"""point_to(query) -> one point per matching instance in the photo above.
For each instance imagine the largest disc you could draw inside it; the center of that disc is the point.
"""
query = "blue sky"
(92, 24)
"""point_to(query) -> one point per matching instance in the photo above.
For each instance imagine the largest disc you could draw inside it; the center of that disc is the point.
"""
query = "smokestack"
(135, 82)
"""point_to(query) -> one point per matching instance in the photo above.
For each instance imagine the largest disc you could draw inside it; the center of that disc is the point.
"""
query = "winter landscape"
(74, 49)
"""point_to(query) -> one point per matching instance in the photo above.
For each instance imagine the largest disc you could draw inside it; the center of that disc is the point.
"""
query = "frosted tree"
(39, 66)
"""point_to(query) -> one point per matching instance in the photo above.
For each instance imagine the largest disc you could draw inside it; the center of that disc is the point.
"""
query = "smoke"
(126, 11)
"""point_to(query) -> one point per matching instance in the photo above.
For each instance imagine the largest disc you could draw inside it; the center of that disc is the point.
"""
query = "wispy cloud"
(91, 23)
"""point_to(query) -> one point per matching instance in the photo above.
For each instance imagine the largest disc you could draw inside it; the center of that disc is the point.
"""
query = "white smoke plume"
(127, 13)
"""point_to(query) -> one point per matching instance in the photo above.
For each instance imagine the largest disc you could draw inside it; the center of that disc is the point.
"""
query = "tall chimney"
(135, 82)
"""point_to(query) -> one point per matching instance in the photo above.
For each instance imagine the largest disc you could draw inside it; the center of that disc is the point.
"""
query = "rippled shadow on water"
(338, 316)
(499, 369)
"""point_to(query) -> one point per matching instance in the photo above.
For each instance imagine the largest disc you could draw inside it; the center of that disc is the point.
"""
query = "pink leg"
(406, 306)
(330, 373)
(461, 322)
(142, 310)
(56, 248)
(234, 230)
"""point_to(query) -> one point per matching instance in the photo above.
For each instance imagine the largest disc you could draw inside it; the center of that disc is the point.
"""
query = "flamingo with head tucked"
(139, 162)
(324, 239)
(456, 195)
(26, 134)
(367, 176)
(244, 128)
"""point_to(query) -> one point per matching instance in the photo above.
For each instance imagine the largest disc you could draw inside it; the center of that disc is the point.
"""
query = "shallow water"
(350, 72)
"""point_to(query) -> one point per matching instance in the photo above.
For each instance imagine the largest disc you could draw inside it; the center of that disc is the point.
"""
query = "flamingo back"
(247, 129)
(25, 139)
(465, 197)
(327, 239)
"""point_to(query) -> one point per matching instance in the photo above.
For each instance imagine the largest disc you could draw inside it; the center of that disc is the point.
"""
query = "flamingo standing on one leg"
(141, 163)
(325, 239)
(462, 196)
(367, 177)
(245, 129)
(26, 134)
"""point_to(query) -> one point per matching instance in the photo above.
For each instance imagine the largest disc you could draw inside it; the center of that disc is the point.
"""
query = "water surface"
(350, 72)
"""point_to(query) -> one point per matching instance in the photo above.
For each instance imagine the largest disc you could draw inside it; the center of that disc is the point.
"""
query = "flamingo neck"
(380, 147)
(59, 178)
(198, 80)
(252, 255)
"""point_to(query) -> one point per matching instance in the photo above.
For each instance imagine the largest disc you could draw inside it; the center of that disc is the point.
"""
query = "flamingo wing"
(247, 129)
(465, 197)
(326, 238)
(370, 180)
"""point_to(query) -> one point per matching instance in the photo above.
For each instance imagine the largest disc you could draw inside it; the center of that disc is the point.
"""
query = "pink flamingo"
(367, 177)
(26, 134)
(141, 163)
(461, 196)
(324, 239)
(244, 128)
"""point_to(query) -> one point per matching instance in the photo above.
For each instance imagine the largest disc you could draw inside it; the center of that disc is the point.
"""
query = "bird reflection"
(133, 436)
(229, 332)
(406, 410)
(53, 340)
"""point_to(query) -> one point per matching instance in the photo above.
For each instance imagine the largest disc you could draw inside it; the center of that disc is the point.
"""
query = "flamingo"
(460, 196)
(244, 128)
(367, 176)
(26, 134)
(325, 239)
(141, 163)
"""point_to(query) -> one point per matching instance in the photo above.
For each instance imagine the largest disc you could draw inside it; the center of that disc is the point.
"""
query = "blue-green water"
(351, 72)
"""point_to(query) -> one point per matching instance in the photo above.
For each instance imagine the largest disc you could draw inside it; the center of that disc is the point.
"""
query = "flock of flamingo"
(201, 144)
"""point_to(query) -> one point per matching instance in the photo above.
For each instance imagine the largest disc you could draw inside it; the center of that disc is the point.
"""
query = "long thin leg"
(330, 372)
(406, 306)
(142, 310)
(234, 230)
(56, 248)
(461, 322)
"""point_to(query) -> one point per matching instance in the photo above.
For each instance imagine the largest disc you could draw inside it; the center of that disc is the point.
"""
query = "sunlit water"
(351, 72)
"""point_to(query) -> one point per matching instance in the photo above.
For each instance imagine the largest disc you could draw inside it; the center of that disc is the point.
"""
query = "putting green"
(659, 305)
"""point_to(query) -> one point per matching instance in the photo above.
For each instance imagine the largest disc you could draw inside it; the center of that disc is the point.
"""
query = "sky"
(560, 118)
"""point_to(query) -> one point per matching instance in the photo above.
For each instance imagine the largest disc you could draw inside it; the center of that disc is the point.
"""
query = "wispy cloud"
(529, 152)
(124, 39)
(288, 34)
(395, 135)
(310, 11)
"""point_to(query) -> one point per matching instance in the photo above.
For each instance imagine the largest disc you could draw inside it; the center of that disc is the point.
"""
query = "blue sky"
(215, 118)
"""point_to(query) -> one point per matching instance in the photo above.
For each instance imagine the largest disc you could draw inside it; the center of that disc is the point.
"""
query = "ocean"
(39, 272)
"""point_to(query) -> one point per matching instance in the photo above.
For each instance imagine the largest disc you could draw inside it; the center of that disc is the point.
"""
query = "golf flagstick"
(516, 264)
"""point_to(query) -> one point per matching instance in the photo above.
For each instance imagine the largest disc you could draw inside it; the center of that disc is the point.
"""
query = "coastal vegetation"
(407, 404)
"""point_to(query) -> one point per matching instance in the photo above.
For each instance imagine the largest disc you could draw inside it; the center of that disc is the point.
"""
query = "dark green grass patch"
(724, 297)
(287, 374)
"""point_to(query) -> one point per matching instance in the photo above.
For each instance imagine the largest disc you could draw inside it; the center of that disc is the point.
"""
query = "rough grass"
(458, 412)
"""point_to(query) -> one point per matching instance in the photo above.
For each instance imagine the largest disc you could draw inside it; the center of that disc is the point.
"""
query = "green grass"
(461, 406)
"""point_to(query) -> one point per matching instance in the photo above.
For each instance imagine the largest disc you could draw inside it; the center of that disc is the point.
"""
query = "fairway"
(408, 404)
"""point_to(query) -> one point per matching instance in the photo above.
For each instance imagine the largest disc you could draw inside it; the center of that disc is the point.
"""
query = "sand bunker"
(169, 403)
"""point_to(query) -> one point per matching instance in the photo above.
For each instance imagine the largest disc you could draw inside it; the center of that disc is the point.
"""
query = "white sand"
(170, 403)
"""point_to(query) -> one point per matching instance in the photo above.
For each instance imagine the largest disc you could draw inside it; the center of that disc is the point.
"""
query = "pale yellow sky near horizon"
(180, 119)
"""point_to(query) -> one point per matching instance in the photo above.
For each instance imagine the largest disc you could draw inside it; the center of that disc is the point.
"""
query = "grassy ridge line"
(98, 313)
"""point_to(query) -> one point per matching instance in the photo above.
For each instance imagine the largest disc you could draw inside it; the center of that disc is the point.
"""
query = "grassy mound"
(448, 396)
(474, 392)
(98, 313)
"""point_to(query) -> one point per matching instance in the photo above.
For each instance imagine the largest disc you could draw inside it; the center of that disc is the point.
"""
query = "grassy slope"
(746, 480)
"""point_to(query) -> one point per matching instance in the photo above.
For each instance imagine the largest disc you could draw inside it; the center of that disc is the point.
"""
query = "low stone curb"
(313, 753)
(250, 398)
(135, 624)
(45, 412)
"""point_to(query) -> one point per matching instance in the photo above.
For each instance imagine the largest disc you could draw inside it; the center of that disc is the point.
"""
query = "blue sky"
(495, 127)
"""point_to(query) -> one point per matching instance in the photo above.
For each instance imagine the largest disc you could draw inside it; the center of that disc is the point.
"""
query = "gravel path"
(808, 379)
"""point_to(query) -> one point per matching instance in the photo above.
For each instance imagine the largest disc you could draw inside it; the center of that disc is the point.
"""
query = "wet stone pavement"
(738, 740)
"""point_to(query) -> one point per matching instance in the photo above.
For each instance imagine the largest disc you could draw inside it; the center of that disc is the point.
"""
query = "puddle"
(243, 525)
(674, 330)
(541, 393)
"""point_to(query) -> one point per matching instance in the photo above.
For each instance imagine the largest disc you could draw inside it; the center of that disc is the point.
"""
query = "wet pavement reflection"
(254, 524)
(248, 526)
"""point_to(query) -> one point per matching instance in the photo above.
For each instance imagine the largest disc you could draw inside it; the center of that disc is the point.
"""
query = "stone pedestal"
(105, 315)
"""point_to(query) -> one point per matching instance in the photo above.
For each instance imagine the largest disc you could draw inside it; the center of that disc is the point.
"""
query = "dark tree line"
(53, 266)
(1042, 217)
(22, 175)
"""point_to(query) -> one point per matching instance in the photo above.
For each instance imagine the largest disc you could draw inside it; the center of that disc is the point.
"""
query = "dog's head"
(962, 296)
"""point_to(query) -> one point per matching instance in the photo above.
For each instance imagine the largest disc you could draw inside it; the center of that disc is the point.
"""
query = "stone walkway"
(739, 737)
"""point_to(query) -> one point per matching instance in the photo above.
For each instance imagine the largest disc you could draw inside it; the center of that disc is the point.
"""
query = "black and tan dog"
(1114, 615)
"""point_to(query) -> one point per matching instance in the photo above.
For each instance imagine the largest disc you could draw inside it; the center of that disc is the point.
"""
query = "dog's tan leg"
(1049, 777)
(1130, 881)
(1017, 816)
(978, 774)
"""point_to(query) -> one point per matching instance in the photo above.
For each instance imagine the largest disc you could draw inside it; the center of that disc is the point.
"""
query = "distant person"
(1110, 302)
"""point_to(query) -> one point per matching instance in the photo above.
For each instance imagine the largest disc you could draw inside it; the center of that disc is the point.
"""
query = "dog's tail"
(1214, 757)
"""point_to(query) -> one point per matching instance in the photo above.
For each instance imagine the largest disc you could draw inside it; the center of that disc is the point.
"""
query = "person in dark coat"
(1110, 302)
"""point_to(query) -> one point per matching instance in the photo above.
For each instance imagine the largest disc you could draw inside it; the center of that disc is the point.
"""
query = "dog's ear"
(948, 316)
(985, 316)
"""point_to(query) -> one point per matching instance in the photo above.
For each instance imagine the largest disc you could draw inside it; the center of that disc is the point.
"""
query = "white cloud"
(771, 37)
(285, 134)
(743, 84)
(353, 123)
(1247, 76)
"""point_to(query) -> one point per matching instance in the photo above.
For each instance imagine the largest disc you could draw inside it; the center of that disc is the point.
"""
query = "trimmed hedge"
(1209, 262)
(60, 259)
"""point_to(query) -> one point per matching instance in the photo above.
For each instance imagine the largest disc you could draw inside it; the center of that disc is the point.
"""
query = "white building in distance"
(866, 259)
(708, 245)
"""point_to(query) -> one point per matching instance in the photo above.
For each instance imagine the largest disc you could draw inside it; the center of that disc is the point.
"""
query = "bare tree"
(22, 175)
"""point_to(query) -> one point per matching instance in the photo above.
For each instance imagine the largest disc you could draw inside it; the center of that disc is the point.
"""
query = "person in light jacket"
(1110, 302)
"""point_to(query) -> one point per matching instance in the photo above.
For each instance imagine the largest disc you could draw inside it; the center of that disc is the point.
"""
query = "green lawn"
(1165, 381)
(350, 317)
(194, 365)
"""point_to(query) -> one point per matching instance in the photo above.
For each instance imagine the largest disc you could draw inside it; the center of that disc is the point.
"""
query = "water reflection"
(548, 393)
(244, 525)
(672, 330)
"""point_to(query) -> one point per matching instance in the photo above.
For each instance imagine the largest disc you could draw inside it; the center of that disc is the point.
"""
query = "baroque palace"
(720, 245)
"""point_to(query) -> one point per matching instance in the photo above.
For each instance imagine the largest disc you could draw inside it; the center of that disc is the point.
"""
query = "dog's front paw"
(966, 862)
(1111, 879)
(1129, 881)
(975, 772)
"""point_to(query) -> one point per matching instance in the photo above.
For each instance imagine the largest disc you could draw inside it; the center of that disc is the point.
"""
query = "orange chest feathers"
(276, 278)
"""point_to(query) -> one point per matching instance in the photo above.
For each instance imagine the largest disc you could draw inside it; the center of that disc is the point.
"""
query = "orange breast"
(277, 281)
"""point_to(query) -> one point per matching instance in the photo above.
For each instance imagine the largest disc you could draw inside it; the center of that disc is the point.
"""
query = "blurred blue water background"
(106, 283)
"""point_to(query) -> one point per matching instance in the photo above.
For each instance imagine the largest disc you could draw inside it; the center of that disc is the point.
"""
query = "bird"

* * * * * * * * *

## [What you need to do]
Find every line in the listing above that contains the word "flamingo", matching case exactly, and copy each of those lines.

## [Response below]
query = "flamingo with head tucked"
query = "flamingo back"
query = "flamingo standing on one leg"
query = "flamingo neck"
query = "flamingo wing"
query = "pink flamingo"
query = "flamingo"
query = "flock of flamingo"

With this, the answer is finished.